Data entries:

######

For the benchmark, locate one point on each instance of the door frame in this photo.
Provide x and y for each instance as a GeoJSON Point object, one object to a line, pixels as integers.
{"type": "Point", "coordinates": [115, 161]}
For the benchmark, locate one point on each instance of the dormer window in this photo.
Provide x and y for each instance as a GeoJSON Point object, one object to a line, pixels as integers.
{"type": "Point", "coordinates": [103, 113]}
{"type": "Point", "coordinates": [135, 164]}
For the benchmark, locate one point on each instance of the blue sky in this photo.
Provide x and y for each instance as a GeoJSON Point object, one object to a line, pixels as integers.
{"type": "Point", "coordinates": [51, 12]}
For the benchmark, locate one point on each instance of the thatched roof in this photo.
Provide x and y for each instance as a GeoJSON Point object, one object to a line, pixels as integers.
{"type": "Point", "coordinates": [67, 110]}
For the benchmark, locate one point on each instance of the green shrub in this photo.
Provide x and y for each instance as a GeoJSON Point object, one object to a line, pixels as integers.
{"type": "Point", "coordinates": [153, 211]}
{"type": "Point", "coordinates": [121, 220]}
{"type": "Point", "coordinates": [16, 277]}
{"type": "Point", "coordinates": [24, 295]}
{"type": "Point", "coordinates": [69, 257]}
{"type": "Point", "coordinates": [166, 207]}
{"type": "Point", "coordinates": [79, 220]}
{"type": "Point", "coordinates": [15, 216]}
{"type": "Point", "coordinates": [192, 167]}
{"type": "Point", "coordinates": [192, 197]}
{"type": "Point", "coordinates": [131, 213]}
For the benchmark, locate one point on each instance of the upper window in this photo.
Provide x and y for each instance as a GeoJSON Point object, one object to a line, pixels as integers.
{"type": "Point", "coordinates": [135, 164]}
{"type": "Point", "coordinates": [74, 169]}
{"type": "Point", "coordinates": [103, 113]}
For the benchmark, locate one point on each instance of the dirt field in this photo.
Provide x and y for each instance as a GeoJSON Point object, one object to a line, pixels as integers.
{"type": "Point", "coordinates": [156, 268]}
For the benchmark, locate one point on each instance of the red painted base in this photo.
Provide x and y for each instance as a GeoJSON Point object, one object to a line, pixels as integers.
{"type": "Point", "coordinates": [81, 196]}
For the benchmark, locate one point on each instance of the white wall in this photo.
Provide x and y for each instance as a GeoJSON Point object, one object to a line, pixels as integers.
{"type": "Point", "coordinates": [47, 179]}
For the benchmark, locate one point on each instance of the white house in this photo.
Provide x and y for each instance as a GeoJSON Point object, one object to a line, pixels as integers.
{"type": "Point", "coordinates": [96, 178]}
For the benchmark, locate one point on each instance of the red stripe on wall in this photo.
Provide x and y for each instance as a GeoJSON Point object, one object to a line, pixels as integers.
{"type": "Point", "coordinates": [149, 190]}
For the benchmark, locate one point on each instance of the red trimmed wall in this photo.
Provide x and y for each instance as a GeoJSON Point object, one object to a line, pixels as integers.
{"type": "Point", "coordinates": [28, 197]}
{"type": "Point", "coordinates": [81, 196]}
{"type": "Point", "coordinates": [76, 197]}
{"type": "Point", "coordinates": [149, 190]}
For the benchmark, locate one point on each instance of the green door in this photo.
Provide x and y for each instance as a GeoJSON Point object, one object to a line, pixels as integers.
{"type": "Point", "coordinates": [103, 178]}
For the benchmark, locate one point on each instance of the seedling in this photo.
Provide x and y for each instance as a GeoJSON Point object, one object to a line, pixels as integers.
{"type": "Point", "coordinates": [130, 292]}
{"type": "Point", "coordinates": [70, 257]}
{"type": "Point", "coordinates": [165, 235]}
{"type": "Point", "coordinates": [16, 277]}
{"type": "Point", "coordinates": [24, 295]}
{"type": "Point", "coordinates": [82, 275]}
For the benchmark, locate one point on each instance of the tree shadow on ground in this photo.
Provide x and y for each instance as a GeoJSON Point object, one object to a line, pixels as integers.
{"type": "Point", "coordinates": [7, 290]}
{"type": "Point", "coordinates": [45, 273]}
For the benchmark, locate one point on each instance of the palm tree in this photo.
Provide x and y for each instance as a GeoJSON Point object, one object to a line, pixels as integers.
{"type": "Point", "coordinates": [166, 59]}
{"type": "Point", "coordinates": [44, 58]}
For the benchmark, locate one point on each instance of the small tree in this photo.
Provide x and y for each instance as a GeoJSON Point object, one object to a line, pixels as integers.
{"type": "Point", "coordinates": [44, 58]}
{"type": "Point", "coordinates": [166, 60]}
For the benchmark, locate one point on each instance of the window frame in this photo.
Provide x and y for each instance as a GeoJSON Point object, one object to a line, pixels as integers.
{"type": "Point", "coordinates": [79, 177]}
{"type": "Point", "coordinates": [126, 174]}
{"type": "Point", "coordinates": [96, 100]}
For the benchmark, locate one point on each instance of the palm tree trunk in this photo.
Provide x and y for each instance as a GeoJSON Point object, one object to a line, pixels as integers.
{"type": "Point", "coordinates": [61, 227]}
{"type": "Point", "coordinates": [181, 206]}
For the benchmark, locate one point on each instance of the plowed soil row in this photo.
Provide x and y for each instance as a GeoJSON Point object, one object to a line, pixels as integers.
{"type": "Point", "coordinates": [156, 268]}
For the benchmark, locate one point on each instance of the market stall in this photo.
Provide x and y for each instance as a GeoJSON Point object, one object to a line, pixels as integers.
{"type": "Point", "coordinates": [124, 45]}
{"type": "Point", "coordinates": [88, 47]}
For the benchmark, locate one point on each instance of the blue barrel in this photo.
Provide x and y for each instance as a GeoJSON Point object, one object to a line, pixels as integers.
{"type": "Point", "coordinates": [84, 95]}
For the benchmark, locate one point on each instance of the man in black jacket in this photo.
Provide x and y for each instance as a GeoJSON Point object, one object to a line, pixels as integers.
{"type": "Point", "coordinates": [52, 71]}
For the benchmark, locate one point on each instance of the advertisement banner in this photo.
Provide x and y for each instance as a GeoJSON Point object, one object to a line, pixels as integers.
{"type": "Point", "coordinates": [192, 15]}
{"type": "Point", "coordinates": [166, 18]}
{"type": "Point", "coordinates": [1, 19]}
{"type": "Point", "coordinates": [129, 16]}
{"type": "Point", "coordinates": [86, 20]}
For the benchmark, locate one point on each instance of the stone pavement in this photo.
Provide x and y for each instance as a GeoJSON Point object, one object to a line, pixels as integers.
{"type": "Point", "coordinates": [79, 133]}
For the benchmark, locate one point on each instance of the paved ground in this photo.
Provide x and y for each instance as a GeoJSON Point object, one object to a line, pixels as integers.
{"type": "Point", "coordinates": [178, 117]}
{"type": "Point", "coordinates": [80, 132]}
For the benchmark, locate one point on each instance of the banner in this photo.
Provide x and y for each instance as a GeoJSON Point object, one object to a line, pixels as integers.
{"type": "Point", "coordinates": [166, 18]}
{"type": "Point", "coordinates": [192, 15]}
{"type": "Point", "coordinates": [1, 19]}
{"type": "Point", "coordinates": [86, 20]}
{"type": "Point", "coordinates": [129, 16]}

######

* _Short problem_
Reproduce the data entries above verbatim, line for line.

* _Exercise output_
For the benchmark, locate one point on each instance of the door frame in this photo.
Provide x and y for each instance as a GeoJSON Point object, one object to a line, pixels as integers.
{"type": "Point", "coordinates": [115, 161]}
For the benchmark, locate one point on each instance of the dormer window in this photo.
Provide x and y for each instance as a GeoJSON Point object, one object to a line, pixels as integers.
{"type": "Point", "coordinates": [103, 113]}
{"type": "Point", "coordinates": [135, 164]}
For the benchmark, locate one point on each instance of the blue sky in this photo.
Provide x and y for each instance as a GeoJSON Point object, one object to a line, pixels as integers.
{"type": "Point", "coordinates": [51, 12]}
For the benchmark, locate one point on each instance of the thatched roof in this photo.
Provide x and y for each instance as a GeoJSON Point object, one object to a line, pixels as integers.
{"type": "Point", "coordinates": [67, 110]}
For the benchmark, locate one point on each instance of the green shrub in this photo.
Provide x and y for each instance as a GeoJSON Point object, one object to a line, pixels as integers.
{"type": "Point", "coordinates": [153, 211]}
{"type": "Point", "coordinates": [121, 220]}
{"type": "Point", "coordinates": [16, 277]}
{"type": "Point", "coordinates": [24, 295]}
{"type": "Point", "coordinates": [69, 257]}
{"type": "Point", "coordinates": [166, 207]}
{"type": "Point", "coordinates": [79, 220]}
{"type": "Point", "coordinates": [15, 216]}
{"type": "Point", "coordinates": [192, 167]}
{"type": "Point", "coordinates": [192, 197]}
{"type": "Point", "coordinates": [131, 213]}
For the benchmark, locate one point on each instance of the upper window in this photo.
Provide x and y for each instance as a GeoJSON Point object, one object to a line, pixels as integers.
{"type": "Point", "coordinates": [135, 164]}
{"type": "Point", "coordinates": [74, 169]}
{"type": "Point", "coordinates": [103, 113]}
For the benchmark, locate one point on each instance of the dirt field in this photo.
Provide x and y for each instance as a GeoJSON Point object, one object to a line, pixels as integers.
{"type": "Point", "coordinates": [156, 268]}
For the benchmark, locate one point on each instance of the red painted base in this photo.
Provide x and y for each instance as a GeoJSON Point object, one object to a line, pixels as integers.
{"type": "Point", "coordinates": [81, 196]}
For the benchmark, locate one point on each instance of the white wall in this photo.
Provide x and y for each instance as a GeoJSON Point object, one object to a line, pixels as integers.
{"type": "Point", "coordinates": [47, 179]}
For the benchmark, locate one point on each instance of the white house in this photo.
Provide x and y for each instance as a GeoJSON Point object, one object to a line, pixels as integers.
{"type": "Point", "coordinates": [96, 178]}
For the benchmark, locate one point on each instance of the red stripe on wall in this photo.
Provide x and y for each instance as a GeoJSON Point object, one object to a line, pixels as integers.
{"type": "Point", "coordinates": [149, 190]}
For the benchmark, locate one point on each instance of the red trimmed wall in this photo.
Provide x and y for each instance as a GeoJSON Point object, one object to a line, pixels as integers.
{"type": "Point", "coordinates": [28, 197]}
{"type": "Point", "coordinates": [81, 196]}
{"type": "Point", "coordinates": [76, 197]}
{"type": "Point", "coordinates": [149, 190]}
For the benchmark, locate one point on each instance of the green door in this photo.
Provide x and y for each instance as a GeoJSON Point object, one object to a line, pixels as integers.
{"type": "Point", "coordinates": [103, 178]}
For the benchmark, locate one point on each instance of the seedling in this photo.
Provide x and y for each instance as a GeoJSON Point object, one object to a line, pixels as integers.
{"type": "Point", "coordinates": [130, 292]}
{"type": "Point", "coordinates": [70, 257]}
{"type": "Point", "coordinates": [165, 235]}
{"type": "Point", "coordinates": [16, 277]}
{"type": "Point", "coordinates": [24, 295]}
{"type": "Point", "coordinates": [82, 275]}
For the benchmark, locate one point on each instance of the tree shadow on ground in this photo.
Provide x and y for each instance as a GeoJSON Point object, one object to a line, pixels as integers.
{"type": "Point", "coordinates": [7, 290]}
{"type": "Point", "coordinates": [45, 273]}
For the benchmark, locate one point on each instance of the palm tree in this photo.
Provide x and y for each instance as a GeoJSON Point object, one object to a line, pixels as integers.
{"type": "Point", "coordinates": [166, 59]}
{"type": "Point", "coordinates": [44, 58]}
For the benchmark, locate one point on each instance of the small tree in this photo.
Provide x and y for each instance as a GeoJSON Point object, one object to a line, pixels as integers.
{"type": "Point", "coordinates": [44, 58]}
{"type": "Point", "coordinates": [166, 60]}
For the benchmark, locate one point on each instance of the window frame in this photo.
Provide x and y for each instance as a GeoJSON Point object, one object to a line, pixels as integers.
{"type": "Point", "coordinates": [79, 177]}
{"type": "Point", "coordinates": [126, 174]}
{"type": "Point", "coordinates": [96, 100]}
For the benchmark, locate one point on each instance of the palm tree trunk in this photo.
Provide x and y for each instance as a GeoJSON Point object, one object to a line, pixels as integers.
{"type": "Point", "coordinates": [61, 227]}
{"type": "Point", "coordinates": [181, 206]}
For the benchmark, locate one point on each instance of the plowed soil row in this photo.
Provide x and y for each instance as a GeoJSON Point object, one object to a line, pixels as integers.
{"type": "Point", "coordinates": [156, 268]}
For the benchmark, locate one point on each instance of the market stall in this photo.
Provide x and y for each instance as a GeoJSON Point object, one object to a line, pixels as integers.
{"type": "Point", "coordinates": [124, 45]}
{"type": "Point", "coordinates": [88, 47]}
For the benchmark, locate one point on each instance of the blue barrel in this photo.
Provide x and y for each instance as a GeoJSON Point object, one object to a line, pixels as integers.
{"type": "Point", "coordinates": [84, 95]}
For the benchmark, locate one point on each instance of the man in black jacket in this photo.
Provide x and y for each instance as a GeoJSON Point object, one object to a line, pixels as integers.
{"type": "Point", "coordinates": [52, 71]}
For the benchmark, locate one point on each instance of the advertisement banner in this photo.
Provide x and y for each instance as a GeoJSON Point object, one object to a line, pixels as integers.
{"type": "Point", "coordinates": [192, 15]}
{"type": "Point", "coordinates": [166, 18]}
{"type": "Point", "coordinates": [1, 19]}
{"type": "Point", "coordinates": [129, 16]}
{"type": "Point", "coordinates": [86, 20]}
For the benchmark, locate one point on each instance of the stone pavement in this photo.
Provide x and y for each instance as a GeoJSON Point object, one object to a line, pixels as integers.
{"type": "Point", "coordinates": [79, 133]}
For the benchmark, locate one point on each instance of the paved ground in this photo.
Provide x and y for each instance as a GeoJSON Point object, one object to a line, pixels as integers.
{"type": "Point", "coordinates": [178, 117]}
{"type": "Point", "coordinates": [80, 132]}
For the benchmark, locate one point on each instance of the banner in this photo.
Provide x and y for each instance as a GeoJSON Point object, one object to a line, pixels as integers.
{"type": "Point", "coordinates": [166, 18]}
{"type": "Point", "coordinates": [192, 15]}
{"type": "Point", "coordinates": [1, 19]}
{"type": "Point", "coordinates": [86, 20]}
{"type": "Point", "coordinates": [129, 16]}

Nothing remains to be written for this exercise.